ABOUT THIS EXERCISE: Copy the Landy Mertz profile below word for word, from "Mertz grew up" up to and including "college for Delaware.".

START PROVIDED PASSAGE

Personal information
- Full name: Lauren Landy Mertz
- Date of birth: July 19, 2000 (age 25)
- Height: 5 ft 4 in (1.63 m)
- Position: Midfielder

College career
- Years: Team / Apps / (Gls)
- 2019: Dayton Flyers / 19 / (3)
- 2020–2023: Pittsburgh Panthers / 63 / (15)

Senior career*
- Years: Team / Apps / (Gls)
- 2024: North Carolina Courage / 2 / (0)

= Landy Mertz =

American soccer player (born 2000)

Lauren Landy Mertz (born July 19, 2000) is an American former professional soccer player. She played college soccer for the Dayton Flyers and Pittsburgh Panthers and was drafted by the North Carolina Courage in the fourth round of the 2024 NWSL Draft.

==Early life==

Mertz grew up in Pittsburgh, Pennsylvania, the youngest of four children born to Kelly and Rob Mertz. Her father played college soccer for Grove City College; her brother Robbie has played professionally for the Pittsburgh Riverhounds and Atlanta United 2; and her brother Ryan played in college for Delaware.

Mertz recorded 56 goals and 30 assists in her high school career at Upper St. Clair High School. As a freshman in 2015, she helped the Panthers win the PIAA championship and was named the team's Rookie of the Year. She was the team's most valuable player as a sophomore, then captained the team in her last two seasons, though she missed much of her junior year with an ankle injury. In her senior year in 2018, she scored 20 goals and had 15 assists, leading the team to reach the WPIAL semifinals, and was named the Pittsburgh Post-Gazette Girls' Soccer Player of the Year and All-American by the United Soccer Coaches. She played club soccer for Century FC and the Riverhounds Academy, with which she won the US Club Soccer National Cup in 2015.

END PROVIDED PASSAGE
START STUDY MATERIAL

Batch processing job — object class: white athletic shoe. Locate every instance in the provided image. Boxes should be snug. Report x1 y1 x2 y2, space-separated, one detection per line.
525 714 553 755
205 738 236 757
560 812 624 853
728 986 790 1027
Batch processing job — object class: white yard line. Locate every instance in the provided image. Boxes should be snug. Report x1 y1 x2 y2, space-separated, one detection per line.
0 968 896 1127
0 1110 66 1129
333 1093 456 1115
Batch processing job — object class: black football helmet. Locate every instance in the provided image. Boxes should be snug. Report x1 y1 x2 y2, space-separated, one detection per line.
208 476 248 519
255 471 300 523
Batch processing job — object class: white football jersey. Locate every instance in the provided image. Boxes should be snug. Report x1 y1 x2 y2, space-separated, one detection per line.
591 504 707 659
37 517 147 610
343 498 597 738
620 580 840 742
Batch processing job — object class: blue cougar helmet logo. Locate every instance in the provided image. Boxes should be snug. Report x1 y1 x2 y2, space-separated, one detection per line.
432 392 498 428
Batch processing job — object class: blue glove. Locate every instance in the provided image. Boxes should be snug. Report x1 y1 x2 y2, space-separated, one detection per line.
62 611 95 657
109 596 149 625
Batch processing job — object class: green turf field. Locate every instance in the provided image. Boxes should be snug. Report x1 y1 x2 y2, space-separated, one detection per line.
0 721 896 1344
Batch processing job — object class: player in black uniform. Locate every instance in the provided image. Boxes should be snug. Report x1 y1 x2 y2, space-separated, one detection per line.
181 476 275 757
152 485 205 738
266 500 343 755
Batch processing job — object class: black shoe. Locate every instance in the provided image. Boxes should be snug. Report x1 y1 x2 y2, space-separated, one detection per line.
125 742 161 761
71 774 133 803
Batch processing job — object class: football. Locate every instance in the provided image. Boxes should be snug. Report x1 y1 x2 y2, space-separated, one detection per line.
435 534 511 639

END STUDY MATERIAL

THE ANSWER:
Mertz grew up in Pittsburgh, Pennsylvania, the youngest of four children born to Kelly and Rob Mertz. Her father played college soccer for Grove City College; her brother Robbie has played professionally for the Pittsburgh Riverhounds and Atlanta United 2; and her brother Ryan played in college for Delaware.